▶ [TASK INPUT]

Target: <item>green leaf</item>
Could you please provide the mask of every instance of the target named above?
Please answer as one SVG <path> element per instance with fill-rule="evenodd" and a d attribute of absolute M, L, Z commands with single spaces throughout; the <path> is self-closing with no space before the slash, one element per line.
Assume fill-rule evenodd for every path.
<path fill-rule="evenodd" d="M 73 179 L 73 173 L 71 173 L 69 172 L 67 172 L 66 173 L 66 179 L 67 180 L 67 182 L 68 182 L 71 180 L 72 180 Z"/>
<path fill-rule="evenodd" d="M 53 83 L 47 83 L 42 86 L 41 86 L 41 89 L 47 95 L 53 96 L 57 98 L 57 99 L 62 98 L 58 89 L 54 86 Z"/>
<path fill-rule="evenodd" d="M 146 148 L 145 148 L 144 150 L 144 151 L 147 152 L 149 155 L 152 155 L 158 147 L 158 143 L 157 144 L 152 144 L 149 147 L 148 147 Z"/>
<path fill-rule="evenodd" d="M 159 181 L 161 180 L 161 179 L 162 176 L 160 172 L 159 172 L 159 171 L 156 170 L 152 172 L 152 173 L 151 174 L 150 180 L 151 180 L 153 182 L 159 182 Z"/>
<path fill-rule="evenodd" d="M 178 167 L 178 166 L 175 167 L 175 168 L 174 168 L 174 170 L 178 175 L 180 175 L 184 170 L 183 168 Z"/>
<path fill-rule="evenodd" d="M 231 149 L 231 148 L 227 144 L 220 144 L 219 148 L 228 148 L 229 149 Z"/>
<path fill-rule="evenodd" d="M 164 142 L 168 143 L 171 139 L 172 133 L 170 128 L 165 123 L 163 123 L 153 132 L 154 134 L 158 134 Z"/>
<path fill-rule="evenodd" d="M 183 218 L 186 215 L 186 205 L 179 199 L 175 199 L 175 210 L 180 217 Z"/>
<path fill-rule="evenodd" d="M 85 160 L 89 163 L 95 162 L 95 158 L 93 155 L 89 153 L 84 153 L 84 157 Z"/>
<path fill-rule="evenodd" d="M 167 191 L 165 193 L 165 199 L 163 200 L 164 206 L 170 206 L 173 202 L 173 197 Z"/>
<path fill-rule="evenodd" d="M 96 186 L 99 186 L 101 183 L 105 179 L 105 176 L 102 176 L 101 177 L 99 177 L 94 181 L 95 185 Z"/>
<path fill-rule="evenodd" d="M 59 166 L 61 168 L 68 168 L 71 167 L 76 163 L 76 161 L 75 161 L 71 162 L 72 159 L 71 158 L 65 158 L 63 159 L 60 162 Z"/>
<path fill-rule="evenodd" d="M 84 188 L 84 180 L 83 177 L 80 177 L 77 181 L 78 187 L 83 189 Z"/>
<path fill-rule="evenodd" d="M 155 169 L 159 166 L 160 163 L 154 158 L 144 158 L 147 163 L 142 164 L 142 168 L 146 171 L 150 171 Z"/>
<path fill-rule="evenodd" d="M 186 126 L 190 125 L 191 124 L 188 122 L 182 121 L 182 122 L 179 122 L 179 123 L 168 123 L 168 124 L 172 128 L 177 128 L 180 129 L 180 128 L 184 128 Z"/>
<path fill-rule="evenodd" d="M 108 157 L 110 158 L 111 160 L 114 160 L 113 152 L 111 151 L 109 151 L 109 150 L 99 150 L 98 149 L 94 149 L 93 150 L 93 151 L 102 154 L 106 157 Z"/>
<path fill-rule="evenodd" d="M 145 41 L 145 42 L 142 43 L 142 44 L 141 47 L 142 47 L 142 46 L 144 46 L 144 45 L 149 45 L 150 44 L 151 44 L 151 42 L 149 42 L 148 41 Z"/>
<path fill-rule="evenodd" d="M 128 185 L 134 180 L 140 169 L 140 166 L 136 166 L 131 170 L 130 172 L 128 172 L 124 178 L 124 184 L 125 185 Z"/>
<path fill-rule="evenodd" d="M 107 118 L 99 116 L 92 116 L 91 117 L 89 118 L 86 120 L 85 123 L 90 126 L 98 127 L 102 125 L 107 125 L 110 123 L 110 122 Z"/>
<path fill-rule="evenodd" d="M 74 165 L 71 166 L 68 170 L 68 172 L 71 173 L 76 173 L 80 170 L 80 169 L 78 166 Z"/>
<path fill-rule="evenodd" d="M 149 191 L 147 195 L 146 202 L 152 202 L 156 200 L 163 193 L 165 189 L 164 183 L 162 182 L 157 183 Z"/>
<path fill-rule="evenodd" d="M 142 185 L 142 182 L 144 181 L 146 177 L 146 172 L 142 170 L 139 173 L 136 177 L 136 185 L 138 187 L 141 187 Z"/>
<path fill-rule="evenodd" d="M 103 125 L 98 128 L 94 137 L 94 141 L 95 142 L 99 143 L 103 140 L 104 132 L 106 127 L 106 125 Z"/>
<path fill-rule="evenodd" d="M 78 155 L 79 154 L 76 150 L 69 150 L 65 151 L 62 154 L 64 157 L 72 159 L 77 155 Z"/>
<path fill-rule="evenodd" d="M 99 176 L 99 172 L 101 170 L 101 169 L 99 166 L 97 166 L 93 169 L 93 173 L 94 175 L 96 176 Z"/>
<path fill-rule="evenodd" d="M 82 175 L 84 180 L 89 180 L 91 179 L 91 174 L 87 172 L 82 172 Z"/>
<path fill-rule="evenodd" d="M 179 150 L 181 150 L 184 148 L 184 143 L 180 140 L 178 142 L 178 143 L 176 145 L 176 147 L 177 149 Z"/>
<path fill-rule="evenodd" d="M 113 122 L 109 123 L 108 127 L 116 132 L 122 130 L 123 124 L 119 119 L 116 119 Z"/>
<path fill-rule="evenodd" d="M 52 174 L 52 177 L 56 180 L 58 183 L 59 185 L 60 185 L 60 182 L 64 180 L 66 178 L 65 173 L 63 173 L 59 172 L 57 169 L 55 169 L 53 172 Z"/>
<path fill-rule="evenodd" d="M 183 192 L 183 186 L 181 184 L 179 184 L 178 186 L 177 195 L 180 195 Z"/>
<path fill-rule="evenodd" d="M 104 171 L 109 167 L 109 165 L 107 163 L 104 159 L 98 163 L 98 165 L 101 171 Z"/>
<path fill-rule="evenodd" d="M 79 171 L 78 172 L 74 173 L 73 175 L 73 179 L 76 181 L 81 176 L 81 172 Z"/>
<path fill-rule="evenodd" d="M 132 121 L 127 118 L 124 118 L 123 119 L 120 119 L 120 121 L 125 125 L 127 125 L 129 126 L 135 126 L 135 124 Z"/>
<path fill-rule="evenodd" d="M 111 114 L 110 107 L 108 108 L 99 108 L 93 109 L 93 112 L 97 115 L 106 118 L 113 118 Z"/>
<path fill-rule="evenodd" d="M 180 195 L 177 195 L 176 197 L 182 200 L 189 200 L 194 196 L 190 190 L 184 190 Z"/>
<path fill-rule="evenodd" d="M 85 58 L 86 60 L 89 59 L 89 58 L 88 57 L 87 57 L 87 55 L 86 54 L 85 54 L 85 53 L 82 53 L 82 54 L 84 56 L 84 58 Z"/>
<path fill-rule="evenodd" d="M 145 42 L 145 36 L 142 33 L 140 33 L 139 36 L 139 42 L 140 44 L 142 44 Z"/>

▶ [REQUIRED WORK]
Reproduce the material above verbatim, from its first line up to and including the line containing "96 186 L 99".

▶ [TASK SOLUTION]
Target: <item>green leaf</item>
Could you please provide the mask of every instance of the target named above?
Please answer as one SVG <path> element per instance with fill-rule="evenodd" and a d attribute of absolute M, L, Z commands with single spaces throughout; the <path> is self-closing with no space before the slash, one element per line.
Assume fill-rule evenodd for every path.
<path fill-rule="evenodd" d="M 73 179 L 73 173 L 71 173 L 69 172 L 67 172 L 66 173 L 66 179 L 67 180 L 67 182 L 68 182 L 71 180 L 72 180 Z"/>
<path fill-rule="evenodd" d="M 53 83 L 47 83 L 42 86 L 41 86 L 41 89 L 47 95 L 53 96 L 57 98 L 57 99 L 62 98 L 58 89 L 54 86 Z"/>
<path fill-rule="evenodd" d="M 146 148 L 145 148 L 144 150 L 144 151 L 147 152 L 149 155 L 152 155 L 158 147 L 158 143 L 157 144 L 152 144 L 149 147 L 148 147 Z"/>
<path fill-rule="evenodd" d="M 159 181 L 161 180 L 161 179 L 162 176 L 160 172 L 159 172 L 159 171 L 156 170 L 152 172 L 152 173 L 151 174 L 150 180 L 151 180 L 153 182 L 159 182 Z"/>
<path fill-rule="evenodd" d="M 178 167 L 178 166 L 175 167 L 175 168 L 174 168 L 174 170 L 178 175 L 180 175 L 184 170 L 183 168 Z"/>
<path fill-rule="evenodd" d="M 231 149 L 231 148 L 227 144 L 220 144 L 219 148 L 228 148 L 229 149 Z"/>
<path fill-rule="evenodd" d="M 164 142 L 168 143 L 171 139 L 172 133 L 170 128 L 165 123 L 163 123 L 153 132 L 154 134 L 158 134 Z"/>
<path fill-rule="evenodd" d="M 183 218 L 186 215 L 186 205 L 179 199 L 175 199 L 175 210 L 180 217 Z"/>
<path fill-rule="evenodd" d="M 85 160 L 89 163 L 95 162 L 95 158 L 93 155 L 89 153 L 84 153 L 84 157 Z"/>
<path fill-rule="evenodd" d="M 167 191 L 165 193 L 165 199 L 163 200 L 164 206 L 170 206 L 173 202 L 173 197 Z"/>
<path fill-rule="evenodd" d="M 96 186 L 99 186 L 101 183 L 105 179 L 105 176 L 102 176 L 101 177 L 99 177 L 94 181 L 95 185 Z"/>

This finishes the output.